Stored data entries:
▬▬▬
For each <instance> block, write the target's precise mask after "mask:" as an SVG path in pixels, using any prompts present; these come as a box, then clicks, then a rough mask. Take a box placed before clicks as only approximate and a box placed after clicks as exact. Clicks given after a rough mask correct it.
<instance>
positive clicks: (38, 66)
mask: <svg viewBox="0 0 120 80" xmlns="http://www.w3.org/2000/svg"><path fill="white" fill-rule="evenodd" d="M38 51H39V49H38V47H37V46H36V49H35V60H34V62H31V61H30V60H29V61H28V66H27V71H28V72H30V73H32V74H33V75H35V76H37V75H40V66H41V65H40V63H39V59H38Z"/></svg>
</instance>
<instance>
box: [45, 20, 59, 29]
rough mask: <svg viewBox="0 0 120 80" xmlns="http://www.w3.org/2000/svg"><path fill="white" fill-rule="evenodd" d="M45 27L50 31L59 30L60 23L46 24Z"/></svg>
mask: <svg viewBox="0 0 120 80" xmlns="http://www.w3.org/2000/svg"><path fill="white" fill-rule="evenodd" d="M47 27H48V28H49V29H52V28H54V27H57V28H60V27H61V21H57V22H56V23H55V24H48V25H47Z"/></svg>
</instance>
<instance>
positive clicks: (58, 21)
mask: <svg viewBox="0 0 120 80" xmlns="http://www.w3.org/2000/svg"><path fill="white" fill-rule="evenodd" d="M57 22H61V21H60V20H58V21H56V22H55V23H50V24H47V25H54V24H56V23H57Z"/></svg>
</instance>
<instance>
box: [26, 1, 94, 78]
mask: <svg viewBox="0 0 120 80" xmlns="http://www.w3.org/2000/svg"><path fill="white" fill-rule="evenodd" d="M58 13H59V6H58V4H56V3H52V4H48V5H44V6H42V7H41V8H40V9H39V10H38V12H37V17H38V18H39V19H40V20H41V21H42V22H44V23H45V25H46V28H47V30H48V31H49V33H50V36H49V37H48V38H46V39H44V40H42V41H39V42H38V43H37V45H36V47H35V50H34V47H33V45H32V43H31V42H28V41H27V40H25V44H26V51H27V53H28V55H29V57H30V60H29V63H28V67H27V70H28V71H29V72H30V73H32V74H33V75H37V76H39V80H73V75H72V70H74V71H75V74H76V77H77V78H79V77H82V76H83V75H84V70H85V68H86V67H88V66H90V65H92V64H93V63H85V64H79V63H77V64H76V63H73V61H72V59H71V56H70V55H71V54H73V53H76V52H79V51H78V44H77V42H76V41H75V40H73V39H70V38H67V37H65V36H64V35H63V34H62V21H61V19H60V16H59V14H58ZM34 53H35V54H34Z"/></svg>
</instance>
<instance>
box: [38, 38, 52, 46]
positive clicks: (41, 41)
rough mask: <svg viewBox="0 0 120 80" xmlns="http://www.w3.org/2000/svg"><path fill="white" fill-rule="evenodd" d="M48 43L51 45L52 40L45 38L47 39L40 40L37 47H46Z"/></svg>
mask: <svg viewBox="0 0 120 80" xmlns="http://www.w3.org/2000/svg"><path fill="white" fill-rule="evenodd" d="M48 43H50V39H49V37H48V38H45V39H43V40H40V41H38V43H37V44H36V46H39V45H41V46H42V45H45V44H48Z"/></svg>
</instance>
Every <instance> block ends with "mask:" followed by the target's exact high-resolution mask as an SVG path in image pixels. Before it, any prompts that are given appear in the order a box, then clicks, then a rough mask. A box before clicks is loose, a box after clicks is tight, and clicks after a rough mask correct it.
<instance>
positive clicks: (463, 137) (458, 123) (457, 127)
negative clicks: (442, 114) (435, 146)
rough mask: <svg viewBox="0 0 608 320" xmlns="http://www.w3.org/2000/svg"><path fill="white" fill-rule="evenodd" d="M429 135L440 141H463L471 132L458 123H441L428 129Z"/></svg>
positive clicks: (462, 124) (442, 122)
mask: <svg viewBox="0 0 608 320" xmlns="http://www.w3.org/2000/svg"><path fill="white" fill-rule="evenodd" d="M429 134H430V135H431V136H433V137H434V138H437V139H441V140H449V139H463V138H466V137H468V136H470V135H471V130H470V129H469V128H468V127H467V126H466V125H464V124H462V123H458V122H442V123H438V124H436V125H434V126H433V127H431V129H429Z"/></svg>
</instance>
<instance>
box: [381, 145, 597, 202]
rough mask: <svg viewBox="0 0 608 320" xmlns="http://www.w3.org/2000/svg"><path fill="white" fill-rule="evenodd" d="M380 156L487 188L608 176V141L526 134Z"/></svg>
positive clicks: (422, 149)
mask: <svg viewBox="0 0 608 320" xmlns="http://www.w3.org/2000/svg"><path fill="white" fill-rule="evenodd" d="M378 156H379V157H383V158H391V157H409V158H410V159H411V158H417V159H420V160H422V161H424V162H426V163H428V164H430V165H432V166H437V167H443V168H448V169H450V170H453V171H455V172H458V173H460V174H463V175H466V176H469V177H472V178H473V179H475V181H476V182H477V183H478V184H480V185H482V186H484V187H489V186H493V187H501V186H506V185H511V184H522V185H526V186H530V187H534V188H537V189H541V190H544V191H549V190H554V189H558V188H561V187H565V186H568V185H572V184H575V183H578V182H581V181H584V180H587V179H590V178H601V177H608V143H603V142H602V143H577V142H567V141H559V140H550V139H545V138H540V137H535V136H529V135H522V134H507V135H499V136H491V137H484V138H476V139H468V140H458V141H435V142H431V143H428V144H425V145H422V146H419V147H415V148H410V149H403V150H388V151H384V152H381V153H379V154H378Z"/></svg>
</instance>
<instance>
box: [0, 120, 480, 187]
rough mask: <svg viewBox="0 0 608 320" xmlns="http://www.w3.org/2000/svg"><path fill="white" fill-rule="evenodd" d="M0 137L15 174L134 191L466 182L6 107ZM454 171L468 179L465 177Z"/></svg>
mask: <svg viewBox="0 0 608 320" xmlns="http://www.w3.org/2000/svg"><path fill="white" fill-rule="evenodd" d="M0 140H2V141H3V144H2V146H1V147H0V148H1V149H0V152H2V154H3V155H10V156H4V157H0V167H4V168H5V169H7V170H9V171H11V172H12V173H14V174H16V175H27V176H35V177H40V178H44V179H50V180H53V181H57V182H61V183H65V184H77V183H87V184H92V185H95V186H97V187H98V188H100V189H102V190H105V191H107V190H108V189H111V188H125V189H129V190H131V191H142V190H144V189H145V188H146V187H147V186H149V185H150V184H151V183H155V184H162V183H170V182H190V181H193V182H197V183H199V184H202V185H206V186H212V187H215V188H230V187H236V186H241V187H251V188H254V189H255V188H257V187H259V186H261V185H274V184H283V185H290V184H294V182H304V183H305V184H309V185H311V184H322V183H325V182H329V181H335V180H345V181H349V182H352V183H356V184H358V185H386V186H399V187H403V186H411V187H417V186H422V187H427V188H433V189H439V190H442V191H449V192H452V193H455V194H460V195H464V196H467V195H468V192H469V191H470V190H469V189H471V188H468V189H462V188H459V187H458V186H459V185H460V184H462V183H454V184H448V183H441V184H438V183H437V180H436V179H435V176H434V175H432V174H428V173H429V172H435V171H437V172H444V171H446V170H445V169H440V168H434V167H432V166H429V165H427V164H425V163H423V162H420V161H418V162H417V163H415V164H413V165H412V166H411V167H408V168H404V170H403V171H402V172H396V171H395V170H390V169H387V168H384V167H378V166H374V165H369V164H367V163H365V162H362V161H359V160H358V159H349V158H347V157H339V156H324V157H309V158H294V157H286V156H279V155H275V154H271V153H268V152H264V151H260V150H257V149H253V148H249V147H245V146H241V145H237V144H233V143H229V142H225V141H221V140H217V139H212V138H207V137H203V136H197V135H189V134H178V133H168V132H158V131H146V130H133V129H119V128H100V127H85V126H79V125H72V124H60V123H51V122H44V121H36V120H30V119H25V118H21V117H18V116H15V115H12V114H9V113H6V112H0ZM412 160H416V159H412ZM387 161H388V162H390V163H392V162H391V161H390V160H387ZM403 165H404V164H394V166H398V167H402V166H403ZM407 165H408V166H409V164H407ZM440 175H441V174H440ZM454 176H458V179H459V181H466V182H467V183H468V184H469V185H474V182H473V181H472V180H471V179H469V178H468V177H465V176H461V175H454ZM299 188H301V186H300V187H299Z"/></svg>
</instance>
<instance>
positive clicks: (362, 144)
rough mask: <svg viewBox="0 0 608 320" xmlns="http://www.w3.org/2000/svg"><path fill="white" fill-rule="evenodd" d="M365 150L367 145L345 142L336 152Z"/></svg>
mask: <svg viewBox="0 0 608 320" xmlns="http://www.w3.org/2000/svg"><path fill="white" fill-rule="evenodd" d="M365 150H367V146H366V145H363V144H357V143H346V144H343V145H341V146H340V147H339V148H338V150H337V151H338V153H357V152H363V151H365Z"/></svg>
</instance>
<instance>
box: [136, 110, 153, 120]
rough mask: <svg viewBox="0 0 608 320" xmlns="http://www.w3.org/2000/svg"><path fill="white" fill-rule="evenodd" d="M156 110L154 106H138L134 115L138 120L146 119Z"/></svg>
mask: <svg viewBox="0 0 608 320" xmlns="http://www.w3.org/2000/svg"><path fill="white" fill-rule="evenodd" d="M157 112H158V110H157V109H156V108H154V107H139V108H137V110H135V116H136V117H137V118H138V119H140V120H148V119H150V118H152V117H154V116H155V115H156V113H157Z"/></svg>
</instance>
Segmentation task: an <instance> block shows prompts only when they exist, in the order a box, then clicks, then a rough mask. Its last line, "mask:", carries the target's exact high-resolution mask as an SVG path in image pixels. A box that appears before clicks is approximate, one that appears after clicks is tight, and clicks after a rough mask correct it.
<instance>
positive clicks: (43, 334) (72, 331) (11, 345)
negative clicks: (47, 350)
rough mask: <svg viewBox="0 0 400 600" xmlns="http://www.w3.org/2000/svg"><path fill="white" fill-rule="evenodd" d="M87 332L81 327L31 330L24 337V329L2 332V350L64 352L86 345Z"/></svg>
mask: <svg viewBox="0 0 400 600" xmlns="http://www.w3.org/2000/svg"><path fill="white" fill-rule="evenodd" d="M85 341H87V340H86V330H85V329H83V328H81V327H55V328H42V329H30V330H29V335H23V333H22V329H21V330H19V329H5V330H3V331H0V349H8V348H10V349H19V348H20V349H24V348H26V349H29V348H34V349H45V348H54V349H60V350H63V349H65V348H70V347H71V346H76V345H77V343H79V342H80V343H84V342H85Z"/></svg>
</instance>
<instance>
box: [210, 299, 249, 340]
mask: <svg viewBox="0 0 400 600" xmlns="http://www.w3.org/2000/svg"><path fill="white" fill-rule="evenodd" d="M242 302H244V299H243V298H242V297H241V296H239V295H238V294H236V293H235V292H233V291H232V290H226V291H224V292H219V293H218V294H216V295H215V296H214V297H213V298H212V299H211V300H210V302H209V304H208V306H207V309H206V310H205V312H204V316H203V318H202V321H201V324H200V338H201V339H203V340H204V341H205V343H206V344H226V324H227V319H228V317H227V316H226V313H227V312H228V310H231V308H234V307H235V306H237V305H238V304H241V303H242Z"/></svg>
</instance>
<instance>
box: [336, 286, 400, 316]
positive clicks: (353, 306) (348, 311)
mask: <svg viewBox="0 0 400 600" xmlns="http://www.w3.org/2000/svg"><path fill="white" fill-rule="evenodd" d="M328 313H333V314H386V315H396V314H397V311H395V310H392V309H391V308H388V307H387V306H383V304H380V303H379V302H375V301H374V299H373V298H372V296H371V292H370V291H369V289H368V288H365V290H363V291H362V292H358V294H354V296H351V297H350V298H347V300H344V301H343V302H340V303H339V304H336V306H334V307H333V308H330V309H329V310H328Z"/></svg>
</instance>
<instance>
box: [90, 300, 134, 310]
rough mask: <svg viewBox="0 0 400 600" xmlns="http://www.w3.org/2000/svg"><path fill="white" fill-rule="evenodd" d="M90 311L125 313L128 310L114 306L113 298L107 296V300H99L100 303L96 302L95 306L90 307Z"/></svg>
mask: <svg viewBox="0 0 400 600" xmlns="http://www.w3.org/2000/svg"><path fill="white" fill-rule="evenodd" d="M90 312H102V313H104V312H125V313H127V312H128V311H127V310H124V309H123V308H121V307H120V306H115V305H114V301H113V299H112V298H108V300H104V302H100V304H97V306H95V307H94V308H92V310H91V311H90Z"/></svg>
▬▬▬
> **WHAT NEEDS TO BE DONE**
Exactly one number is the expected answer: the count of lines in the entries where the word "negative" is found.

> **WORKED SOLUTION**
2